Objective A:
From the records, pull out each line that contains the string "xmin", and treat uppercase and lowercase letters as different.

Agreed there, and why I'll probably still keep using the small round ones for paste waxes where it's easier to put the pad on top of the wax and give a twist to load it.

But for anything coming in liquid / cream form they're ideal.


----------



## The Cueball (Feb 8, 2007)

Just ordered a few, thanks PV 






:lol:


----------



## Mixman (Dec 18, 2007)

Oh sod it, I'll try them too. Just ordered 1 of each!!


----------



## Ross (Apr 25, 2007)

PV have you tried the Poorboys polish on glass yet?


----------



## VIPER (May 30, 2007)

RosswithaOCD said:


> PV have you tried the Poorboys polish on glass yet?


Yes, in fact I did it on the car in this thread (side and rear only, of course. Clearkote Quikshine on the screen). Works great!


----------



## Ross (Apr 25, 2007)

Pit Viper said:


> Yes, in fact I did it on the car in this thread (side and rear only, of course. Clearkote Quikshine on the screen). Works great!

Data shown:
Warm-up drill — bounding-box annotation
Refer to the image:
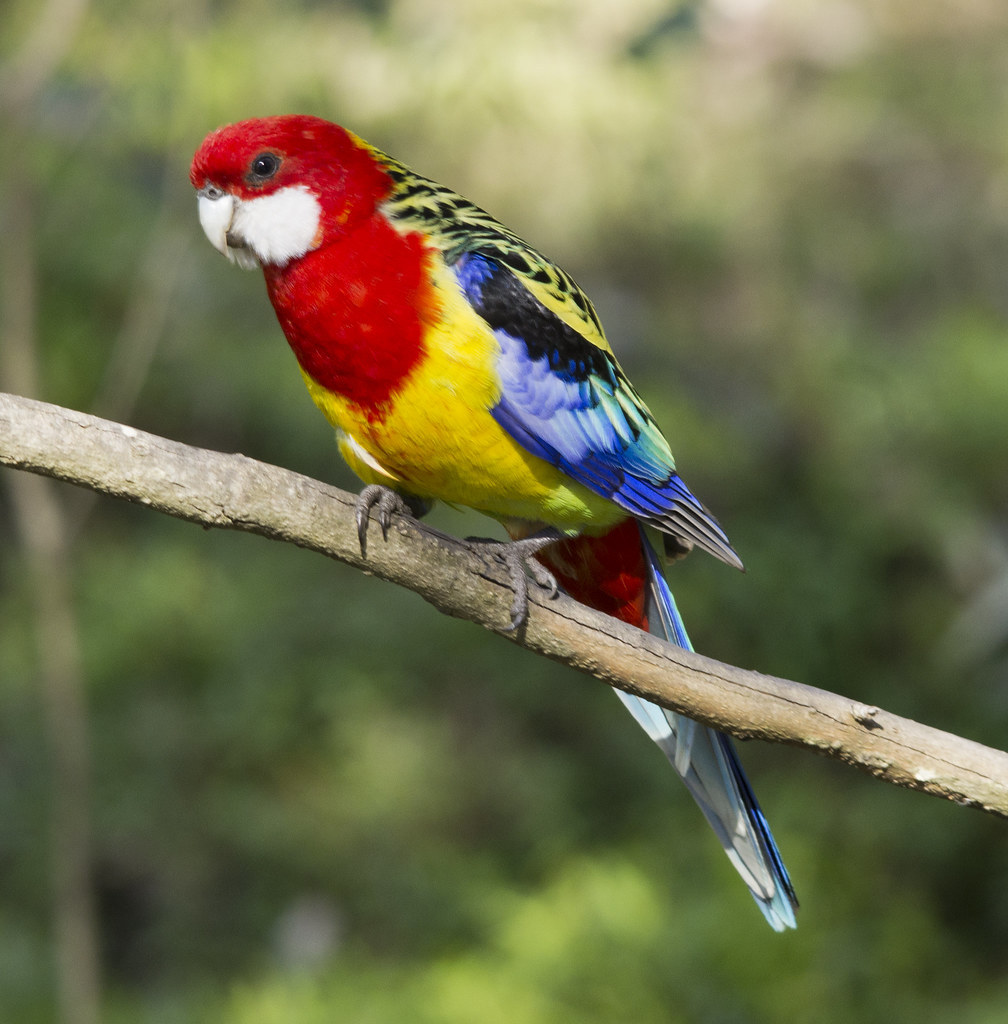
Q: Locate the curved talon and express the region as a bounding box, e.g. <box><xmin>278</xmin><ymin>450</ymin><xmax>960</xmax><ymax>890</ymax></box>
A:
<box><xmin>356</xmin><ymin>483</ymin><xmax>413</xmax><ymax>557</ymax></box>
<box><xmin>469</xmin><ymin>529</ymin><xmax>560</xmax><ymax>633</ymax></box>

==

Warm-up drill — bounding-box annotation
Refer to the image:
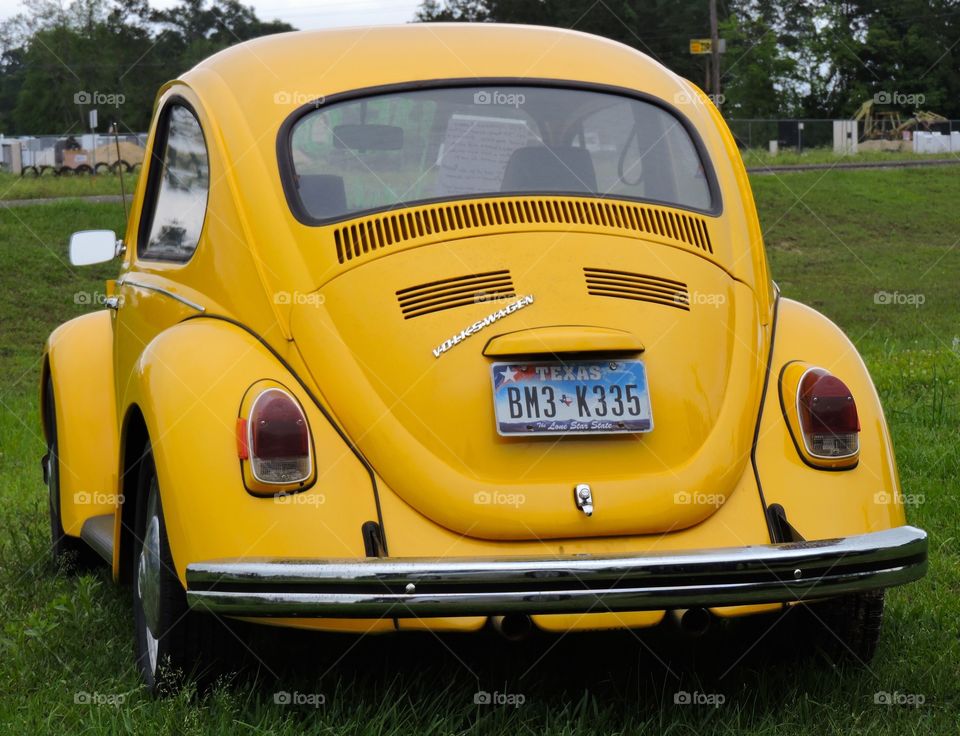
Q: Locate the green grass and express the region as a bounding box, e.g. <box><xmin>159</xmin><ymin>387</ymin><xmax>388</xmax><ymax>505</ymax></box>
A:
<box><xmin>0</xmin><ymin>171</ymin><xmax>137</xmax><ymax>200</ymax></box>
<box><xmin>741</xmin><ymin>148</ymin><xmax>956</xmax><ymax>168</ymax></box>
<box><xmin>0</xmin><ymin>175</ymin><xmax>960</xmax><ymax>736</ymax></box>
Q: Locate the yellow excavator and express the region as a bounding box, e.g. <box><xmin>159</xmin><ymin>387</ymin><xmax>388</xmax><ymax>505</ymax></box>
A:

Objective B:
Reproduce the entire forum thread about car polish and applicator pads above without any changes.

Task answer A:
Q: Locate the curved talon and express the region as a bounding box, e.g. <box><xmin>278</xmin><ymin>450</ymin><xmax>960</xmax><ymax>890</ymax></box>
<box><xmin>356</xmin><ymin>483</ymin><xmax>413</xmax><ymax>557</ymax></box>
<box><xmin>469</xmin><ymin>529</ymin><xmax>560</xmax><ymax>633</ymax></box>
Q: Locate the green grass and express the region as a bounding box, e.g. <box><xmin>159</xmin><ymin>387</ymin><xmax>388</xmax><ymax>505</ymax></box>
<box><xmin>0</xmin><ymin>171</ymin><xmax>137</xmax><ymax>200</ymax></box>
<box><xmin>741</xmin><ymin>148</ymin><xmax>956</xmax><ymax>168</ymax></box>
<box><xmin>0</xmin><ymin>175</ymin><xmax>960</xmax><ymax>736</ymax></box>
Q: Locate the yellow excavator and express the region as a bounding box, e.g. <box><xmin>159</xmin><ymin>387</ymin><xmax>388</xmax><ymax>505</ymax></box>

Task answer B:
Agreed there, and why I'll probably still keep using the small round ones for paste waxes where it's easier to put the pad on top of the wax and give a twist to load it.

But for anything coming in liquid / cream form they're ideal.


----------



## The Cueball (Feb 8, 2007)

Just ordered a few, thanks PV 






:lol:


----------



## Mixman (Dec 18, 2007)

Oh sod it, I'll try them too. Just ordered 1 of each!!


----------



## Ross (Apr 25, 2007)

PV have you tried the Poorboys polish on glass yet?


----------



## VIPER (May 30, 2007)

RosswithaOCD said:


> PV have you tried the Poorboys polish on glass yet?


Yes, in fact I did it on the car in this thread (side and rear only, of course. Clearkote Quikshine on the screen). Works great!


----------



## Ross (Apr 25, 2007)

Pit Viper said:


> Yes, in fact I did it on the car in this thread (side and rear only, of course. Clearkote Quikshine on the screen). Works great!